#### Work instructions:
Render the items from the line containing "of the tall" through the line containing "x=55, y=834", both included, as a Markdown table with a Row column for the row number and an Entry column for the line, omitting any blank lines.

#### Supplied records:

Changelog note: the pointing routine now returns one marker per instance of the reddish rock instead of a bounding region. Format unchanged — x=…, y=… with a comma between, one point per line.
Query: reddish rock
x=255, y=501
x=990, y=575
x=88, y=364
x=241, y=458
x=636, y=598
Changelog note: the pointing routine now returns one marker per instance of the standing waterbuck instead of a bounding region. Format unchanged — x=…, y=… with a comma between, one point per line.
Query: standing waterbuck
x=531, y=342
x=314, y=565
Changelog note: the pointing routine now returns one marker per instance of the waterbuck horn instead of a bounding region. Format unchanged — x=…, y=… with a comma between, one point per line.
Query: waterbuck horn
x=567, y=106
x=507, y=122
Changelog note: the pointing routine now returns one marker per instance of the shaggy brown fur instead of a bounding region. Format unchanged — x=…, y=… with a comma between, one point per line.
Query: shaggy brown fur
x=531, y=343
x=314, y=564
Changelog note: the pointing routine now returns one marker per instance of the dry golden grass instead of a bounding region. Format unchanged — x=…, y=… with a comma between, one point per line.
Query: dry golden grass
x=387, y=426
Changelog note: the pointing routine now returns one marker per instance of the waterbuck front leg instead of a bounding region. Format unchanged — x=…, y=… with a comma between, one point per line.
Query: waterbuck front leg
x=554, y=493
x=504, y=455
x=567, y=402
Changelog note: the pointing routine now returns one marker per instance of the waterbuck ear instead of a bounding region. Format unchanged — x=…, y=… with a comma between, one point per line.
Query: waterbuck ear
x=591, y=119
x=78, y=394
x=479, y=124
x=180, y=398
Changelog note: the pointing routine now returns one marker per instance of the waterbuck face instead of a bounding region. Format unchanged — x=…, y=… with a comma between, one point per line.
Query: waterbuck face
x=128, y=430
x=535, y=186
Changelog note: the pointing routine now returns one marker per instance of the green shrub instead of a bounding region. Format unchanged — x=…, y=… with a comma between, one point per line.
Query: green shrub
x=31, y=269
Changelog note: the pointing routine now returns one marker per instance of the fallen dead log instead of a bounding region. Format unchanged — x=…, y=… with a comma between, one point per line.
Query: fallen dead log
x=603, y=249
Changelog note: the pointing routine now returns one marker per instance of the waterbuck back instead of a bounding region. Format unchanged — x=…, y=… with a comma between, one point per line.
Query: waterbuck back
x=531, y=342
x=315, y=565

==

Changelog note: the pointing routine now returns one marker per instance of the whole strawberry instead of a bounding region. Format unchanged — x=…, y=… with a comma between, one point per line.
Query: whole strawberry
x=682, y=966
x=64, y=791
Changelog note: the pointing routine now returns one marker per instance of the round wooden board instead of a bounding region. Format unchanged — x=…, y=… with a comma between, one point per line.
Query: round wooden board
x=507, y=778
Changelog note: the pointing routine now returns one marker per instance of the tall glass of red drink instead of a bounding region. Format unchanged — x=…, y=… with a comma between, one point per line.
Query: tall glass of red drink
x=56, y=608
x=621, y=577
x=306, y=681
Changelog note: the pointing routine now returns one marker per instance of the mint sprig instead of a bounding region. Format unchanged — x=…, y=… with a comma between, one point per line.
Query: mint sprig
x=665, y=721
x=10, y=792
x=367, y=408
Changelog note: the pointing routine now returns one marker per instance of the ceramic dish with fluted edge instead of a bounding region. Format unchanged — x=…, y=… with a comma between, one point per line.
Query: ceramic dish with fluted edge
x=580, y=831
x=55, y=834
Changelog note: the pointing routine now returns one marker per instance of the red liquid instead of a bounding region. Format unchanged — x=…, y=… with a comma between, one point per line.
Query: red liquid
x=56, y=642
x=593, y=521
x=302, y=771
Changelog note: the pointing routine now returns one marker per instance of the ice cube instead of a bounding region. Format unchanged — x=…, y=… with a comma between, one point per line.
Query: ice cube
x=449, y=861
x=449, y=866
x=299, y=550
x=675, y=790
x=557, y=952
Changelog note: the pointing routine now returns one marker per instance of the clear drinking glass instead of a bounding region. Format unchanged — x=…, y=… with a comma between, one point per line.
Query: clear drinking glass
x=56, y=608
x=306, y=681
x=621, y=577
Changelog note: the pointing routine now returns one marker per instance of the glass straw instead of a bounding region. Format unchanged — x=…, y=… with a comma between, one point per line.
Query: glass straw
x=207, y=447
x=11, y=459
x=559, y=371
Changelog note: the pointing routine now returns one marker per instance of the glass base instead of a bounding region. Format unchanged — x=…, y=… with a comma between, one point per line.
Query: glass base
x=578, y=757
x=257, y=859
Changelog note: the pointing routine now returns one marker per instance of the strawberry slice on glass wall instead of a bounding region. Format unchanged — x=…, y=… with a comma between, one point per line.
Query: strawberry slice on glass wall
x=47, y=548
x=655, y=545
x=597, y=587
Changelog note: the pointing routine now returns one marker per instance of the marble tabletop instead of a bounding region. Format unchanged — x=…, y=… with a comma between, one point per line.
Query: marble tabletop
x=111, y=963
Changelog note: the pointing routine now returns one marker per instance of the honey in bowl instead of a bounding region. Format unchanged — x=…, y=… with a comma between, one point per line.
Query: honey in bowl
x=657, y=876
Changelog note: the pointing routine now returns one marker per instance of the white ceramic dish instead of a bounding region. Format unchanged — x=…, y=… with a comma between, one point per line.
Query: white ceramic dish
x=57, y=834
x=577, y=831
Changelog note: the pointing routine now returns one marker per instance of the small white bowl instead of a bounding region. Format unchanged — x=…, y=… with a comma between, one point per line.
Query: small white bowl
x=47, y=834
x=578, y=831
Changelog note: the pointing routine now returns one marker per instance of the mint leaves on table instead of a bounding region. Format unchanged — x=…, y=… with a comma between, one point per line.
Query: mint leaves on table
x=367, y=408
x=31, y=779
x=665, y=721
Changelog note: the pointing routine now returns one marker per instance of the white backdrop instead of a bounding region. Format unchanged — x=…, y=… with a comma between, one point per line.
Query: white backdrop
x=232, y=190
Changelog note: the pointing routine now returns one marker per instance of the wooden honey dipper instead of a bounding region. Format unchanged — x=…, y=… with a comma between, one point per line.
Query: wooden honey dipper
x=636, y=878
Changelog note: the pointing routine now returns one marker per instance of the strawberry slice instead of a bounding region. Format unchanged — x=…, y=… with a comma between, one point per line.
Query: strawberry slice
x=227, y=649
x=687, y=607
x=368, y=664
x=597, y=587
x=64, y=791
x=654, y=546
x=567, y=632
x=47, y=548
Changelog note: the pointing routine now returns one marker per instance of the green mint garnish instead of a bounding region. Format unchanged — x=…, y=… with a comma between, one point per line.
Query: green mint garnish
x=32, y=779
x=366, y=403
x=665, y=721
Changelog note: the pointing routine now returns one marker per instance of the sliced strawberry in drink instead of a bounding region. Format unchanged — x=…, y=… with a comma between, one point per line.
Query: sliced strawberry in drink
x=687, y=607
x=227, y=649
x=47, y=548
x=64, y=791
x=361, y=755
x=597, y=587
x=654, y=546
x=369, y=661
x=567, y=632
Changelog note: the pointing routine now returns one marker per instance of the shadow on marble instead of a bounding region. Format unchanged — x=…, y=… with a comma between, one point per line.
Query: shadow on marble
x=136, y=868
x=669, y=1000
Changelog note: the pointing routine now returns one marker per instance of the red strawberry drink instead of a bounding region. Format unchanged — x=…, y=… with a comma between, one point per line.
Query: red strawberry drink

...

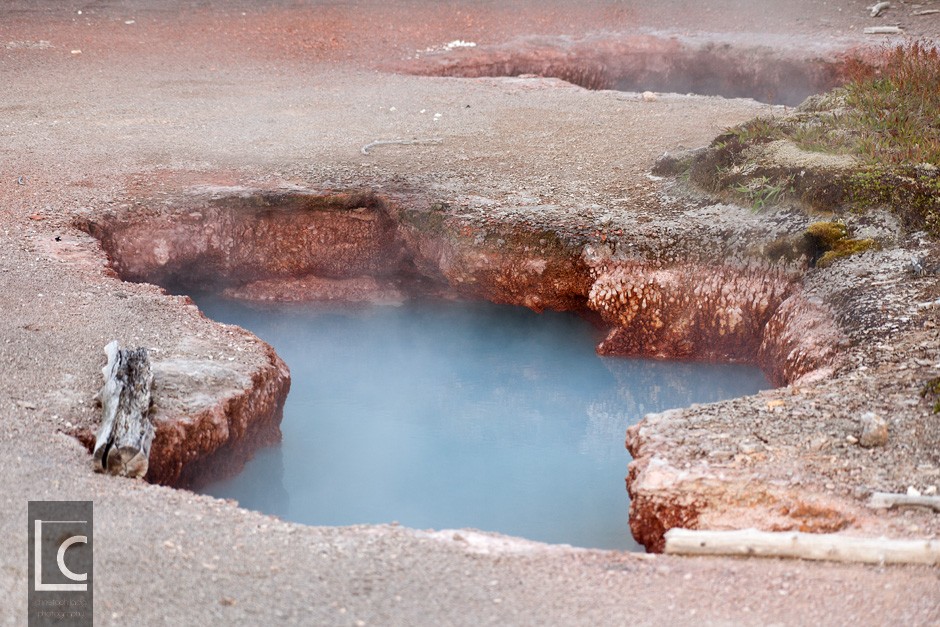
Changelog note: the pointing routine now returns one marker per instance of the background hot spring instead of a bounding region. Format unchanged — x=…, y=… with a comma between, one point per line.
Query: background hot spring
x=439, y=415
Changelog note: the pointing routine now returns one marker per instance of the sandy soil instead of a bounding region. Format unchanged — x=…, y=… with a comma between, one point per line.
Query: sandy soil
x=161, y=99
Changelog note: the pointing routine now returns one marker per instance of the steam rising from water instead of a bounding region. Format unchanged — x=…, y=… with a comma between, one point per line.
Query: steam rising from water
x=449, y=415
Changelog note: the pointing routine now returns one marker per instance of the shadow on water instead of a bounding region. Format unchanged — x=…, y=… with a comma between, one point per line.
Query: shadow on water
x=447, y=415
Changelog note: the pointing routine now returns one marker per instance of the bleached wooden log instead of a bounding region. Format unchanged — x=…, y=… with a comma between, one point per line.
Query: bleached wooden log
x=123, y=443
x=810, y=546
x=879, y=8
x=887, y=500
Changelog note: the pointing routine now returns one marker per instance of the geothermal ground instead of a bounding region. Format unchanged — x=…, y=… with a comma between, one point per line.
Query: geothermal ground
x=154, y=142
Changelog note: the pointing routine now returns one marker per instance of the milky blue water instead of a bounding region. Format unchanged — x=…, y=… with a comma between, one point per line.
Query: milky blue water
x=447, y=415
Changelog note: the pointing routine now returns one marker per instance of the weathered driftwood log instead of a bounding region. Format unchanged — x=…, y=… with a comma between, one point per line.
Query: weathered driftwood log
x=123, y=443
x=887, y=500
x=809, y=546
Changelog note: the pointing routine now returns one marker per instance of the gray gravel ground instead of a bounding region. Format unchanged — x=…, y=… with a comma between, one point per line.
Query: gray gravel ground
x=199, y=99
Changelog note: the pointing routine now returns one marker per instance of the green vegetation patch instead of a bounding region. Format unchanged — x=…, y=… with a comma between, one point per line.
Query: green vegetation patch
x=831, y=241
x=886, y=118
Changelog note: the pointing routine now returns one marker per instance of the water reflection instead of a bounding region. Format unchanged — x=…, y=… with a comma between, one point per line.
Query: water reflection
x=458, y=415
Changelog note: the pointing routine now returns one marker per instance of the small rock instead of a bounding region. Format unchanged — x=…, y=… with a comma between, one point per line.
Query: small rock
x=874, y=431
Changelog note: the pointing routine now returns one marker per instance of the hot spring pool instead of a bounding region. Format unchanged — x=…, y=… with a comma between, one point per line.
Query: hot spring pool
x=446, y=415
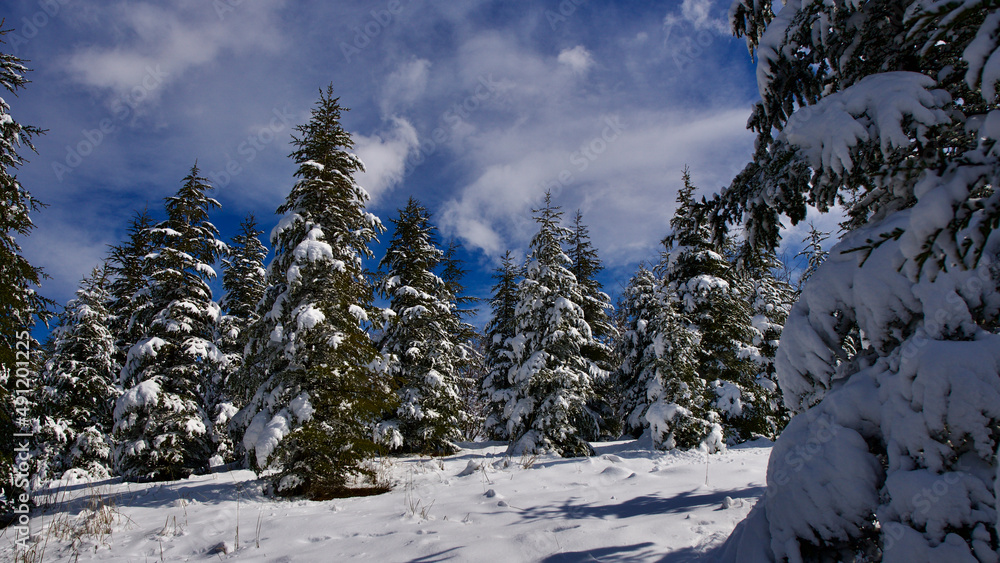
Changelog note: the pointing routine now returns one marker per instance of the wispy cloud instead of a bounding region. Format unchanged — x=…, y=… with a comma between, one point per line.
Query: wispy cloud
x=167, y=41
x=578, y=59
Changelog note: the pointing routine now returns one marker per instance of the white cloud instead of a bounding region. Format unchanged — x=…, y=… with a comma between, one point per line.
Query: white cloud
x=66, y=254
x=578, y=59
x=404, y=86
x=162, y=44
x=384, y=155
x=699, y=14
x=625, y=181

#### Task answer:
| Row | Entry |
|---|---|
| 1 | Changelog note: the pointing routine now returns one marker per instance of the tall glass of red drink instead of a bounding region. Format unchanged — x=…, y=… with a comma between, one point per line. |
| 2 | Query: tall glass of red drink |
| 3 | x=56, y=608 |
| 4 | x=621, y=577 |
| 5 | x=306, y=681 |
| 6 | Changelog note: the pointing routine now returns one marker per instance of the mint sprig instead of a bounding region. Format unchanged — x=…, y=… with a comma between, one point per line. |
| 7 | Query: mint sprig |
| 8 | x=665, y=721 |
| 9 | x=10, y=792 |
| 10 | x=367, y=408 |
| 11 | Changelog note: the pointing routine now returns one marker per instance of the ceramic dish with fluted edge instead of a bounding region. Format unchanged — x=…, y=… with a comma between, one point per line. |
| 12 | Query: ceramic dish with fluted edge |
| 13 | x=580, y=831 |
| 14 | x=55, y=834 |